VORLIEGENDER TEXT -
══════

Rechtsanwalt Geulen für Offenbach wies auf die Nachtflüge hin. Er kritisierte, die Gutachter würden vorschlagen, Nachtflüge in den ersten Teil der Nacht zu verlagern. Die Nachtruhe müsse aber 8 Stunden dauern, 6 Stunden oder sogar noch weniger seien nicht genug. "Die Mediationsnacht ist keine gesetzliche Größe, sondern eine beschönigende Bezeichnung", sagte Geulen. Bei einem solch gigantischen Projekt müssten die lärmmedizinischen Werte relativiert werden. Nach Tschernobyl habe man auch die bisherigen Grenzwerte gravierend heraufgesetzt.
Jansen-Kriterium - gibt es eine Begründung?
Rechtsanwalt Schröder brachte danach zahlreiche Kritikpunkte vor. Die naturwissenschaftlichen Grundlagen und die Methoden der Gutachten sei nicht akzeptabel. Das "Jansen-Kriterium" 6x60 dB(A) sei falsch. Prof. Griefahn habe zugestimmt, dass die Grundlagen veraltet seien. Er sehe einen Widerspruch, dass die vier Professoren trotzdem meinten, man könne ruhig mit falschen Methoden und Zahlen arbeiten. Bis jetzt sei noch nicht genannt worden, wo die tragende Begründung für das Kriterium stehe. Schröder warf den Fraport-Gutachtern vor, sei sagten selbst, dass sie hier keine Lärmmedizin betrieben hätten, sondern Rechtswissenschaft und Politik - dies sei der Obersatz ihrer Synopse. Sie würden darüber befinden, was juristische Bedeutung habe, ohne die dazu erforderliche Qualifikation. "Sie maßen sich an, festzustellen, was zumutbar ist."
Beim kritischen Toleranzwert werde eine falsche Definition zugrunde gelegt. Die bloße Möglichkeit eines (Gesundheits-)Schadens, erst recht der ausreichende Verdacht, müsse gelten. "Wie kommt es, dass ein so offensichtlich falsches Werk hier eingeführt wird?", fragte Schröder weiter. "Das Gutachten G12.1 ist aus mindestens fünf Gründen keine für eine Planfeststellung geeignete Grundlage. Fraport erlaubt sich sogar, die Forderungen des RP zurückzuweisen. Die Beachtung moderner Erkenntnisse der Lärmwirkungsforschung ist offenbar nicht erforderlich. Eigene Behauptungen werden ohne Nachweis als wissenschaftliche Erkenntnisse ausgegeben. Die Lücke der Rechtsprechung in der Fluglärmgesetzgebung kann mit so einem Gutachten nicht gefüllt werden."

══════

ERFASSTE DATEN -
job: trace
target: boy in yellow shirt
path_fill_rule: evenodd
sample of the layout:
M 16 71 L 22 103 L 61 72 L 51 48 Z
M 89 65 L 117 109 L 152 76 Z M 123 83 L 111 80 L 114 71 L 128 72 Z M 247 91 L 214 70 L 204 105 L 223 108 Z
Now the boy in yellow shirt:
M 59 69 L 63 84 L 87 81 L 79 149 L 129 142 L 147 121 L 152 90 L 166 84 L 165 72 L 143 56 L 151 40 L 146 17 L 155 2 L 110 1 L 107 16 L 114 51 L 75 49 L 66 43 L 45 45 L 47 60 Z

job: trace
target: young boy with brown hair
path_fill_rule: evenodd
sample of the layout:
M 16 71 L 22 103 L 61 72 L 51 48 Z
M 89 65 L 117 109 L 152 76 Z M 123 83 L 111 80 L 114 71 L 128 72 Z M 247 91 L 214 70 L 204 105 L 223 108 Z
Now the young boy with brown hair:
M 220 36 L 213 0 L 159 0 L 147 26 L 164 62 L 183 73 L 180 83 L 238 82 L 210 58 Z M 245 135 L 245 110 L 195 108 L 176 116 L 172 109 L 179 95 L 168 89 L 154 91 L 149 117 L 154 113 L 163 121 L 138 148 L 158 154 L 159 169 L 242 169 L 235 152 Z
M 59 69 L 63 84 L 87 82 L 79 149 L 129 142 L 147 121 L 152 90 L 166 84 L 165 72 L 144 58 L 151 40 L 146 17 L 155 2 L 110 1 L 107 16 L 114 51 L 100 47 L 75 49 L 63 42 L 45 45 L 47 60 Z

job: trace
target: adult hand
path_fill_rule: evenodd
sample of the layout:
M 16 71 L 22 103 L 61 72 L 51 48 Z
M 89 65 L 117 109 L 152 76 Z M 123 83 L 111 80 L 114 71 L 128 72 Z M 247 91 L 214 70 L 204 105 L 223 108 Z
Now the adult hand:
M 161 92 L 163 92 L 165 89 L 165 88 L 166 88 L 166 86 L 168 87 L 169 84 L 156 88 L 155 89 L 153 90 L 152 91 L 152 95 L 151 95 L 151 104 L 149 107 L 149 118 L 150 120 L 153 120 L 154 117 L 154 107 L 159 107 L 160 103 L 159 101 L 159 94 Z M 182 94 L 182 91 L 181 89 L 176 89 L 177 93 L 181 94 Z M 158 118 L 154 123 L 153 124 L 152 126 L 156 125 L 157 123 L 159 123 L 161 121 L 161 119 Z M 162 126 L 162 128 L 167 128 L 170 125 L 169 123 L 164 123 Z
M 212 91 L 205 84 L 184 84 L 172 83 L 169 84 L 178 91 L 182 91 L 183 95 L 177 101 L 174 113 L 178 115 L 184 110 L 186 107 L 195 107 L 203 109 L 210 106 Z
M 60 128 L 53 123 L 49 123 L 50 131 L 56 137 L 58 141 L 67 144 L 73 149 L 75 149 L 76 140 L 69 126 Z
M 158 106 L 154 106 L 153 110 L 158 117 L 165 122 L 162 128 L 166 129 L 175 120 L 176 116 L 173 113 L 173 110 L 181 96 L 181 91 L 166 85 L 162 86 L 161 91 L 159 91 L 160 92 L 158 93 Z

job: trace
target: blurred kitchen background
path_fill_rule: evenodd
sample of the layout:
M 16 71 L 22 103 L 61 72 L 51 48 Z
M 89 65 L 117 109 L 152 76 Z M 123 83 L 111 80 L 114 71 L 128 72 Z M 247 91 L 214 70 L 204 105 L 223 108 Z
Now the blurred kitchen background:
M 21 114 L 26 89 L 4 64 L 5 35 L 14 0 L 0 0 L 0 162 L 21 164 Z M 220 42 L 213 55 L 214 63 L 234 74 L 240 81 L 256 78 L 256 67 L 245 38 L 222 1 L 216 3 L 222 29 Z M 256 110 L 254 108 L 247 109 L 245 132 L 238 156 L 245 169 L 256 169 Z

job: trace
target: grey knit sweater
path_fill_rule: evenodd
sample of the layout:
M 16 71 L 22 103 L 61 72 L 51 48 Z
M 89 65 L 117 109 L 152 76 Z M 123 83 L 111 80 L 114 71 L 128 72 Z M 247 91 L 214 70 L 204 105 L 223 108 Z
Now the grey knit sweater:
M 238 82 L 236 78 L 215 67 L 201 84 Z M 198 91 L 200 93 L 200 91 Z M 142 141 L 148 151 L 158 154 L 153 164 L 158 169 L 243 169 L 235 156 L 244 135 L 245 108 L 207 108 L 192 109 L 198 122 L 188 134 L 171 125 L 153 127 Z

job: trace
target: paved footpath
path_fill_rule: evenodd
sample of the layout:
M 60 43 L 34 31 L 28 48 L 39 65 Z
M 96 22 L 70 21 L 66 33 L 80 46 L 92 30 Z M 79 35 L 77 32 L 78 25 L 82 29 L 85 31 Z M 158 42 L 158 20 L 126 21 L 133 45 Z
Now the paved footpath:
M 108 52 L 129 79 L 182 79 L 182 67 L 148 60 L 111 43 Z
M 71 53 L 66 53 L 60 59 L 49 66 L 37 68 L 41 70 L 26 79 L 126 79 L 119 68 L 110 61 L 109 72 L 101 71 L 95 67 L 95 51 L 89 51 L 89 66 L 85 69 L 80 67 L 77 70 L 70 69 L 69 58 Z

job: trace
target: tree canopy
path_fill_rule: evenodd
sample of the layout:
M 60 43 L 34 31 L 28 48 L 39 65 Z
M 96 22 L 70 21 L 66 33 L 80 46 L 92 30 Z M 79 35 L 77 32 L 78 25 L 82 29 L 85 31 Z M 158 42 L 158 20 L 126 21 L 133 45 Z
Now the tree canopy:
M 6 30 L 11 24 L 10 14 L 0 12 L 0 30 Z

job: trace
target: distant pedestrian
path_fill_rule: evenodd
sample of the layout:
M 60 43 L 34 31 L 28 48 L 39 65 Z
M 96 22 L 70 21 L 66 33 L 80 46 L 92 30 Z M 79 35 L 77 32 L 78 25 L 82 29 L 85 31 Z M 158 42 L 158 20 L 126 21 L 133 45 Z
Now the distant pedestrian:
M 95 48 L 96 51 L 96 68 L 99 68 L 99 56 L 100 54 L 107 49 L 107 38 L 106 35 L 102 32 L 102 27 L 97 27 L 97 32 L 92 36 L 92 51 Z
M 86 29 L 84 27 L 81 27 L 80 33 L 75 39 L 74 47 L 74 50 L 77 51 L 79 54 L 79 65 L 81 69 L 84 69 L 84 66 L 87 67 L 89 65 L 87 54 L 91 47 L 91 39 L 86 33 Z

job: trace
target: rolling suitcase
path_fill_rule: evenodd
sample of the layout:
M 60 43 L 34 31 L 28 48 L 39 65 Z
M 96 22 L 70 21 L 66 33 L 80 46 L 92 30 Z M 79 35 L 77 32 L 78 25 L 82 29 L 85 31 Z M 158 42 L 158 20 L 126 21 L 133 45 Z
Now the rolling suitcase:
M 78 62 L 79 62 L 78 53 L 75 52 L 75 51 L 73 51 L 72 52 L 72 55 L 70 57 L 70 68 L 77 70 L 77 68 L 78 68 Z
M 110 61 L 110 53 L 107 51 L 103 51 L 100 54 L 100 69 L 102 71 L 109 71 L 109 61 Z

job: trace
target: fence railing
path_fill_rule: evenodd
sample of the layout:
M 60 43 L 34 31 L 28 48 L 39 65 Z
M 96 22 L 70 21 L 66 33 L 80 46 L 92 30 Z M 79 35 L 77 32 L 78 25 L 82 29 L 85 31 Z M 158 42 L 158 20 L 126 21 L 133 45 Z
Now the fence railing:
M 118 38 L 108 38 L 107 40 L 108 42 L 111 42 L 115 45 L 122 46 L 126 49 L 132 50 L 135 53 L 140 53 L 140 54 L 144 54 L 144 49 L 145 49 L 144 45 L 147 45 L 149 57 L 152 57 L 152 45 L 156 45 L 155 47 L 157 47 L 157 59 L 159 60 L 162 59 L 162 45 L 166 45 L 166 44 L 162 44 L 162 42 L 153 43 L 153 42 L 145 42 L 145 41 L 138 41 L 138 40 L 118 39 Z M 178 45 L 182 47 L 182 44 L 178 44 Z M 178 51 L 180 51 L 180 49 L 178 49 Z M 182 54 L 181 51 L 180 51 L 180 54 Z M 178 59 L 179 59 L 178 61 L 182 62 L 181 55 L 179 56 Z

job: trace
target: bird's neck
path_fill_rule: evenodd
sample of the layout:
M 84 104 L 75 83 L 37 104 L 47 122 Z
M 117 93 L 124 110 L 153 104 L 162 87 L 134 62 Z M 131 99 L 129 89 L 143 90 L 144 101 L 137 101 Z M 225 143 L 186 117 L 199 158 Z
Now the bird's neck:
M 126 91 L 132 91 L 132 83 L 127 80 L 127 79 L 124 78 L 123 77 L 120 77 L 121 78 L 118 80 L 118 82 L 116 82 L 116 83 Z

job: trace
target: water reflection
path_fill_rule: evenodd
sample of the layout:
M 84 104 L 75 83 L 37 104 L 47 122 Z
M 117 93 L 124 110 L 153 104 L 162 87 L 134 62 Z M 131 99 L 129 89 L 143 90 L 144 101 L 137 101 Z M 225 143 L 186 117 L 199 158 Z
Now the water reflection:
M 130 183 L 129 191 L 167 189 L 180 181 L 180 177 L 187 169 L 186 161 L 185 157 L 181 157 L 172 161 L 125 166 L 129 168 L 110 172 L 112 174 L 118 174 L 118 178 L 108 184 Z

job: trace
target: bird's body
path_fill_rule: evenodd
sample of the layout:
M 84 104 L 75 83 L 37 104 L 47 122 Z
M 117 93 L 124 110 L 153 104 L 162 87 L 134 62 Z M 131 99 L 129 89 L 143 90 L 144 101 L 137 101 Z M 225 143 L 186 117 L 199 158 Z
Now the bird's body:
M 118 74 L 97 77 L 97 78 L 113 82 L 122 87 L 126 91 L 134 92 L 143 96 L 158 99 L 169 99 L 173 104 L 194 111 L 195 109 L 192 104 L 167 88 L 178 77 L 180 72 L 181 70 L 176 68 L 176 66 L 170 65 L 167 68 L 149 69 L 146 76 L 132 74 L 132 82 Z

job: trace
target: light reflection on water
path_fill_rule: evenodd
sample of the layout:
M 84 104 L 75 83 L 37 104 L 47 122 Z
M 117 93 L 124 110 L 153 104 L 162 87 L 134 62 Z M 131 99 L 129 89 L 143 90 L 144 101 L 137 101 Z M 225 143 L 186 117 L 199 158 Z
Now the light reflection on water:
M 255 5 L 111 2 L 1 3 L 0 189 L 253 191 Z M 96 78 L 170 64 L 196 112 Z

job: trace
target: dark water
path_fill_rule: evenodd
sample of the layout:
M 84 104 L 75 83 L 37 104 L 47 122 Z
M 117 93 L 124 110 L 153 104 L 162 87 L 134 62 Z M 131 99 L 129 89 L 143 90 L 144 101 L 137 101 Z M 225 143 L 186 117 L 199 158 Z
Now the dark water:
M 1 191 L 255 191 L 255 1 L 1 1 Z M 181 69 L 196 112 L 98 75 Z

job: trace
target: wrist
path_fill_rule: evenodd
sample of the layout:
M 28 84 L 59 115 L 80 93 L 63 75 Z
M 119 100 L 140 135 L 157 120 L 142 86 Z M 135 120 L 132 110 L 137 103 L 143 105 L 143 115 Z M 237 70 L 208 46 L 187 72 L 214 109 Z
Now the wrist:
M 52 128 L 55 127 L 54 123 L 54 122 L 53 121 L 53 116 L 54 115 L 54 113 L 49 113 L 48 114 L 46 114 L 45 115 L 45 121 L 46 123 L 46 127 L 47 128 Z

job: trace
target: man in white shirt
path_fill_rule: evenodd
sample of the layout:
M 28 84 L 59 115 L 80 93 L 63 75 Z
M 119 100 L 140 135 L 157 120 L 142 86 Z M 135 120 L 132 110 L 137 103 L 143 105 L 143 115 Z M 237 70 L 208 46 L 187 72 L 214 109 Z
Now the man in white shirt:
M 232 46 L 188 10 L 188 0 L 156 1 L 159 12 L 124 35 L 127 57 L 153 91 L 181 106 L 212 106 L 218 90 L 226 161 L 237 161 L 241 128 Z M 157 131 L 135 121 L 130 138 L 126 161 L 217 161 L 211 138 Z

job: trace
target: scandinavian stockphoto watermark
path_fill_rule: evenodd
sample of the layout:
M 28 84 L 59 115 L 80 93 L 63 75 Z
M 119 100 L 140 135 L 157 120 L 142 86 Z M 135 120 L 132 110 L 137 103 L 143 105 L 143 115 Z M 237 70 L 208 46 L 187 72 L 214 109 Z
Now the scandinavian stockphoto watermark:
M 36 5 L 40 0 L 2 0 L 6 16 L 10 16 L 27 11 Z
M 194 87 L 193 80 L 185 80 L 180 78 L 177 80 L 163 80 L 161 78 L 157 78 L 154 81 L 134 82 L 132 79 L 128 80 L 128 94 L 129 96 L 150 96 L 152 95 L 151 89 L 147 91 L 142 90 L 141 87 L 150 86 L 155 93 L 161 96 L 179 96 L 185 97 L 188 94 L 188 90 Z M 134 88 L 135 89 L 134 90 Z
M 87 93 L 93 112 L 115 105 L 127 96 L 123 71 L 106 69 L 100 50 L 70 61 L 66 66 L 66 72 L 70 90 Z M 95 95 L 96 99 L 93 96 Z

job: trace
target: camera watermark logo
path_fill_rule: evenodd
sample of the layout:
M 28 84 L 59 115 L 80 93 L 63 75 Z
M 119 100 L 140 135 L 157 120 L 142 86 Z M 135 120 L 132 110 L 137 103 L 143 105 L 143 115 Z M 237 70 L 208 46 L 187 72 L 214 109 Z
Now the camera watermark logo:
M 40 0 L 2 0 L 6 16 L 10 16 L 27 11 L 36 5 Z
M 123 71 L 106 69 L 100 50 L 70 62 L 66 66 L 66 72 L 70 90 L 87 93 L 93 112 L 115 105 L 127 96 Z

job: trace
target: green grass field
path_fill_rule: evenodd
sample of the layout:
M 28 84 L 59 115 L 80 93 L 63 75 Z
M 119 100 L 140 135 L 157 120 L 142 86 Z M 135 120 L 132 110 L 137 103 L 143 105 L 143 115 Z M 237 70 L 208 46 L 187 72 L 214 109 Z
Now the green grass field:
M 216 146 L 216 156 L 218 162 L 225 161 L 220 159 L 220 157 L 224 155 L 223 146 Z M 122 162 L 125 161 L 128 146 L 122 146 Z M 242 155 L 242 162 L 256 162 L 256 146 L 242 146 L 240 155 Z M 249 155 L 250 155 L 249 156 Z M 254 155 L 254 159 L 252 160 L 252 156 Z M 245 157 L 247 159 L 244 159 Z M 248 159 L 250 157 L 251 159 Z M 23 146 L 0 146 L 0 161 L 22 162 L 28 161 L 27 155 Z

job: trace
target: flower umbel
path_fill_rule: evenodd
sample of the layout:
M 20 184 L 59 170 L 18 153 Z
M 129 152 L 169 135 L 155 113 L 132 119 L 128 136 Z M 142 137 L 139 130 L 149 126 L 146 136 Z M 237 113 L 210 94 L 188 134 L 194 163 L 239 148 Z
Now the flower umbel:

══════

ZU BEARBEITENDE AUFGABEN -
1. Wie lange muss die Nachtruhe nach Aussage von Rechtsanwalt Geulen im Text zum Fluglärm dauern?
2. Greifen Sie den Text zum Fluglärm an seinem Ende auf und führen Sie ihn weiter.

LÖSUNGEN -
1. 8 Stunden.

2.
Dr. Maschke, Gutachter für die ZRM, merkte an, man habe bis heute keine Begründung dafür bekommen, warum man [im Kriterium 6x60 dB(A) pro Nacht] auf 6 Schallereignisse komme. Prof. Jansen erläuterte, er habe aus seinen Berechnungen 19 zulässige Ereignisse abgeleitet [Anmerkung: nach Jansens Annahme sind "seltene Schallereignisse" unproblematisch, selten ist ein Schallereignis dann, es es den Organismus nicht länger als 1% des Tages belastet. 1 Tag = 16 Stunden = 960 Minuten, 1 Prozent = 9,6 Minuten, das entspricht etwa 19 Überflügen zu je 30 Sekunden]. Er habe nach den Beobachtungen seiner Versuche diese Zahl dann auf 16 reduziert. Bei den Versuchen handele es sich um Schlaftests mit 2 Versuchspersonen (35.jährigen Juristen) über 57 Nächte im Auftrag der französischen Regierung, die wissen wollte, ob der Überschallknall der Concorde auch in der Nacht zumutbar sei. Er habe beobachtet, dass schon nach der dritten Nacht bei 3 Ereignissen keiner der beiden mehr aufwachte, aber bei 16 Ereignissen beide. Man habe die Grenze dann auf 6 festgesetzt. Er habe aber verneint, dass es zumutbar wäre, nachts mit Überschall über besiedelte Gebiete zu fliegen.
Dr. Maschke sagte dazu, die Ergebnisse von 2 Personen könnten keineswegs auf die Gesamtbevölkerung übertragen werden. Es gebe "robuste" und "empfindliche" Schläfer, deren Verhalten sich auch bei längerer Beobachtung nicht ändere. Die angewandten Methoden seien längst veraltet.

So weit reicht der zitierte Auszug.